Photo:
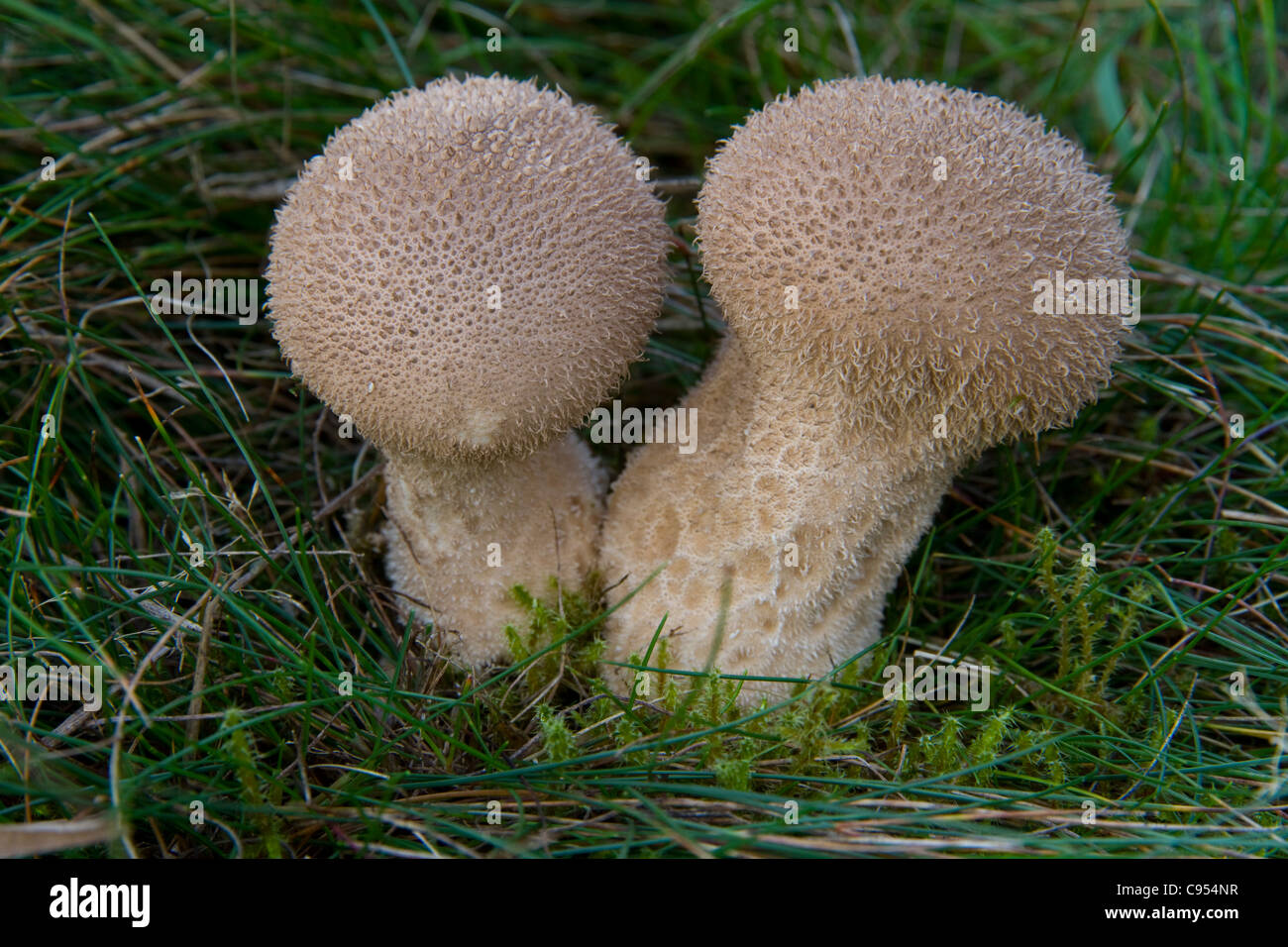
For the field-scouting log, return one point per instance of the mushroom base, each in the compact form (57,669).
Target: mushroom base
(459,540)
(806,521)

□ □ □ □

▶ Exercise details
Exclude the pictures, and transcribe all of the material exactly.

▶ Finished exercise
Photo:
For the field-scouting log, return one point per instance of the mushroom base, each in the compact form (57,669).
Target: mushroom base
(459,540)
(806,521)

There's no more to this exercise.